▸ THE TASK
Scan the records for "below". Show the matching lines.

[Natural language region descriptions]
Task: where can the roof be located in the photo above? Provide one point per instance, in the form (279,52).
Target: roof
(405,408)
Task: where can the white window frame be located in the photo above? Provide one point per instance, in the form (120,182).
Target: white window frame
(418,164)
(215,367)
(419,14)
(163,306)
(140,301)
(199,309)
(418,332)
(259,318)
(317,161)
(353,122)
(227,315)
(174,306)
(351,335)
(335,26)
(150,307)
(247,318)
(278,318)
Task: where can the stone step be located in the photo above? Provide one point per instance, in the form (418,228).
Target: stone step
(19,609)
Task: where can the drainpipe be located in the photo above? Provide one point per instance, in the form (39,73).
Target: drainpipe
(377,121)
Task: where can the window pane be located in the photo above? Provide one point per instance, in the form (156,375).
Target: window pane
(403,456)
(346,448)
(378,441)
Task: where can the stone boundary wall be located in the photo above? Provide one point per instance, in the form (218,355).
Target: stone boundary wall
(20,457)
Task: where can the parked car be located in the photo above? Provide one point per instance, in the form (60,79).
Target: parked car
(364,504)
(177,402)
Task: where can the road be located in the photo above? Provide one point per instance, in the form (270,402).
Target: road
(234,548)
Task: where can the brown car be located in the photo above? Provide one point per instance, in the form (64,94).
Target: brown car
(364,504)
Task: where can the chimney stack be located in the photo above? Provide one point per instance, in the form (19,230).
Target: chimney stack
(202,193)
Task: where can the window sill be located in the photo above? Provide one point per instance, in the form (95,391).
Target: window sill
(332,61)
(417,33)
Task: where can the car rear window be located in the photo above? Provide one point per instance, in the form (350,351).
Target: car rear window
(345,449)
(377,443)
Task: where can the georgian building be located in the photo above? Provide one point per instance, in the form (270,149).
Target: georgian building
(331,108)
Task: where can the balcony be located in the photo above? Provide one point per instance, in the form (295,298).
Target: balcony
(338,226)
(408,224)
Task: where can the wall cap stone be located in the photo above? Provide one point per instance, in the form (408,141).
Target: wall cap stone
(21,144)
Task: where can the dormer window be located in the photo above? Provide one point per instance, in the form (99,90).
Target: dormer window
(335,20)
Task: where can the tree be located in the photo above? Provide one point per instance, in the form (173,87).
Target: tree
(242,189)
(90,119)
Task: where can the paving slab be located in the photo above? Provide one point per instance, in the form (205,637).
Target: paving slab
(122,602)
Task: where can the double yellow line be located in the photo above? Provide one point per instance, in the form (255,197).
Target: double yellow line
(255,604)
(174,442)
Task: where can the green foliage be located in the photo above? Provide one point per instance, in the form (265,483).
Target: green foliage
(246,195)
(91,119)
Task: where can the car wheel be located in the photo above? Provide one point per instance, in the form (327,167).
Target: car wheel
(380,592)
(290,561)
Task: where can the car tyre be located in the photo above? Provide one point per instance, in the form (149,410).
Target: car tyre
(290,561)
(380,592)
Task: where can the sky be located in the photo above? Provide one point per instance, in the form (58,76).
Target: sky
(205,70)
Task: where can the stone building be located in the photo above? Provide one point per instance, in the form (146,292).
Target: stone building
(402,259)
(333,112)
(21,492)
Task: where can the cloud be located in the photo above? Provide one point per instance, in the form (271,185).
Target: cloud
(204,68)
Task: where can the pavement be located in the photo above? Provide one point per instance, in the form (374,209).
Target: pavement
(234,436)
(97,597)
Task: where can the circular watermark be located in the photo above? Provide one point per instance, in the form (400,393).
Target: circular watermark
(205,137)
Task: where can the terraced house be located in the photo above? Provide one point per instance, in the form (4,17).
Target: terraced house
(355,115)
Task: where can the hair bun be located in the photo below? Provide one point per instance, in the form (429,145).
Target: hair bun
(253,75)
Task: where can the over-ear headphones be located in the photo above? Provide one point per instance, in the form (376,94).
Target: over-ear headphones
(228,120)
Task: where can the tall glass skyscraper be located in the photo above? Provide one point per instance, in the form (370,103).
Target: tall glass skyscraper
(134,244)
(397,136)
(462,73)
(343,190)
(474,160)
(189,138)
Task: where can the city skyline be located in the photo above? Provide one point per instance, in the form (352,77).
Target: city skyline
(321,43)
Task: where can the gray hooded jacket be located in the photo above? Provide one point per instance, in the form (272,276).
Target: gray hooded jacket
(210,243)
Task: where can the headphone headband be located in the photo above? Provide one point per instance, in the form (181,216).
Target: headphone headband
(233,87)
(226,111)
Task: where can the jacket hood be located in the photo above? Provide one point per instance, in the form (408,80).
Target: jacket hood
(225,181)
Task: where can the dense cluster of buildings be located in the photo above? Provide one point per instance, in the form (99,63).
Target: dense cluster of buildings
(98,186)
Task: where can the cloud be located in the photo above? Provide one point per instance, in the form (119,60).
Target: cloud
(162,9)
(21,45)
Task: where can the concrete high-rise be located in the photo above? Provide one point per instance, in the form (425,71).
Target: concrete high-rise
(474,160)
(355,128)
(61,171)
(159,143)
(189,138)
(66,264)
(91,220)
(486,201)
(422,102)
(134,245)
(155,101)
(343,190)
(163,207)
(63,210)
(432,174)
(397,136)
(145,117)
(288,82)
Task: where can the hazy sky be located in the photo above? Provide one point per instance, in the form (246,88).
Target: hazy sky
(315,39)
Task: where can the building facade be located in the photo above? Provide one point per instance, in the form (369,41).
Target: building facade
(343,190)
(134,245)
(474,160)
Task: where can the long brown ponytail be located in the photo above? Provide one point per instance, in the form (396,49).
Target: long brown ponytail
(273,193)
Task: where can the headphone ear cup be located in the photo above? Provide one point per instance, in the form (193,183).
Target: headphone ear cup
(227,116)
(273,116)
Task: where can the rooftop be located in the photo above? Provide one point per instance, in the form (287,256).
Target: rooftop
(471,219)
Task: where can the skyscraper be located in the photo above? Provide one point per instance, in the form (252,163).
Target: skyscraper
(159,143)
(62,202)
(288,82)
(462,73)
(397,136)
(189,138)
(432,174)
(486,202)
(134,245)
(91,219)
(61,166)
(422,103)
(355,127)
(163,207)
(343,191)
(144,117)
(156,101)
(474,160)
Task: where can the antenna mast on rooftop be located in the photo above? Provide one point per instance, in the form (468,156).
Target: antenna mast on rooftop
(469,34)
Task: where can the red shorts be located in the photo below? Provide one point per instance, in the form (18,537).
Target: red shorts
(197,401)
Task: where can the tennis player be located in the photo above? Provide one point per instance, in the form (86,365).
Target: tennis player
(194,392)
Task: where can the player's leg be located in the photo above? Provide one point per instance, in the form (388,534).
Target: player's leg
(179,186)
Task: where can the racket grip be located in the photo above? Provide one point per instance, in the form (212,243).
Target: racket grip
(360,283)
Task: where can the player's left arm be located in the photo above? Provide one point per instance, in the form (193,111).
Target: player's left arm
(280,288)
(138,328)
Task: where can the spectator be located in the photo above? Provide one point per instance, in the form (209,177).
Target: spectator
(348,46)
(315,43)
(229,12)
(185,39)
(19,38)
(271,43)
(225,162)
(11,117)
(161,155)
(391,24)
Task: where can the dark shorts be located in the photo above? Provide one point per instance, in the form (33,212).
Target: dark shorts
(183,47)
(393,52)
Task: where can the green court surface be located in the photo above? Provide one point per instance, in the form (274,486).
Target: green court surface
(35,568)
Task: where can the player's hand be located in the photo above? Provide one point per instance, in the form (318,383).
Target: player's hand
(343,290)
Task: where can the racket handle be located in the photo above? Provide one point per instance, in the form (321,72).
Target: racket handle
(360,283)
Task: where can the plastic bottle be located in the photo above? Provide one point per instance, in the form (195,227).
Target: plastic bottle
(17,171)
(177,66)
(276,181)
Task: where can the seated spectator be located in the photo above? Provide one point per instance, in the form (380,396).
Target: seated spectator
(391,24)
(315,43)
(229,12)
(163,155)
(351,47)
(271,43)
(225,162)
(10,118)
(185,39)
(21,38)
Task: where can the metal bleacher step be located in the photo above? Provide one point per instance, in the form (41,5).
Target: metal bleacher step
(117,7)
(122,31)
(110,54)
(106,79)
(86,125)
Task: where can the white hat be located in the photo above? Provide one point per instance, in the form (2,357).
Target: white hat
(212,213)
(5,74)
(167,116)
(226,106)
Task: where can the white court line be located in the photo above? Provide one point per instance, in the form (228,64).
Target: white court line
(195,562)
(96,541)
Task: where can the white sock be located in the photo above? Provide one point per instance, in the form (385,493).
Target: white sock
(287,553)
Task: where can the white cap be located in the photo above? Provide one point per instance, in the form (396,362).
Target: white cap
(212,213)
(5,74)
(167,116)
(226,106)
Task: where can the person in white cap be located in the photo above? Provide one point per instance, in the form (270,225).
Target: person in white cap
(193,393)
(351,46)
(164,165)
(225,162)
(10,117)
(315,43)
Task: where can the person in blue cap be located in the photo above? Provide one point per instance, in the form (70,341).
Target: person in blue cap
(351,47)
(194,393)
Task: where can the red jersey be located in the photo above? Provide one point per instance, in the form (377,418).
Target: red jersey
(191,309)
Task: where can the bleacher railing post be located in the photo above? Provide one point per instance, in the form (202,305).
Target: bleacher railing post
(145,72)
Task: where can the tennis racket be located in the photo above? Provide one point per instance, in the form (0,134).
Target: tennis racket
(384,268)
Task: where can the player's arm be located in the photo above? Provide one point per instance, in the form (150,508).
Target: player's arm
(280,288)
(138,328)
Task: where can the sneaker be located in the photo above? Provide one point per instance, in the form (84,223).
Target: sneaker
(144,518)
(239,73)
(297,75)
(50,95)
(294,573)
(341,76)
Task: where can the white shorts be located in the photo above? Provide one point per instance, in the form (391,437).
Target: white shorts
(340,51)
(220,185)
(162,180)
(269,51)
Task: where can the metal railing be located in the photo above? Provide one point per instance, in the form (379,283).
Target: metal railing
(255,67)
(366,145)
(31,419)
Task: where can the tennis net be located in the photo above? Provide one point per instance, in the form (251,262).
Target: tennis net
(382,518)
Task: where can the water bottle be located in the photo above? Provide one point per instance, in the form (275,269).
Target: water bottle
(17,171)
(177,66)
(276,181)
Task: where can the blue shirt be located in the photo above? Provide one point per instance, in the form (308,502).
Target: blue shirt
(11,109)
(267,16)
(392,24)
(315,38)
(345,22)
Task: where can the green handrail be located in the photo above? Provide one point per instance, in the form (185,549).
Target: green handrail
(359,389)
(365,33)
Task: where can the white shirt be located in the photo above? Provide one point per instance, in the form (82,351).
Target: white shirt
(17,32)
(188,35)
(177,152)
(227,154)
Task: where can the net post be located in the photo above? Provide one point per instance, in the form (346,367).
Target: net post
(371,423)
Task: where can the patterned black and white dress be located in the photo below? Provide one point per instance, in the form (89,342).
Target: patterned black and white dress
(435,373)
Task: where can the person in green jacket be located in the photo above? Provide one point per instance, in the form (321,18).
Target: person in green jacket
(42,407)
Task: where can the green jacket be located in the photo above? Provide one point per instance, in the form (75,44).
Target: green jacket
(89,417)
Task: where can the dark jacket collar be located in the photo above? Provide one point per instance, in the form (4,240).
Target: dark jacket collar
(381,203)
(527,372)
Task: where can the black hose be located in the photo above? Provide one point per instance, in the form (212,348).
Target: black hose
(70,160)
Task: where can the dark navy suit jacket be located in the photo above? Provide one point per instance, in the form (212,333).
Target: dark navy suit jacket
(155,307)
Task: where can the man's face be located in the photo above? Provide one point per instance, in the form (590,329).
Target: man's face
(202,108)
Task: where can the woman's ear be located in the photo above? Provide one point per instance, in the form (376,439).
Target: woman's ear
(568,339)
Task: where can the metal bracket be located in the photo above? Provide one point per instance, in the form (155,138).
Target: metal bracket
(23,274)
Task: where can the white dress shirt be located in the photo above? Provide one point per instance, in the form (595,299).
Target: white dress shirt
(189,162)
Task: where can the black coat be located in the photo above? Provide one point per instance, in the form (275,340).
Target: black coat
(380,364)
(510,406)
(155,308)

▸ REPLY TO THE TASK
Task: where can the hair bun be located in the photo below? Provide one point per instance, in the form (429,145).
Task: where can the red shorts be located in the photo below? Provide one point per instance, in the form (18,537).
Task: where can the patterned black and white dress be located in the photo below? Provide one point per instance, in the form (89,342).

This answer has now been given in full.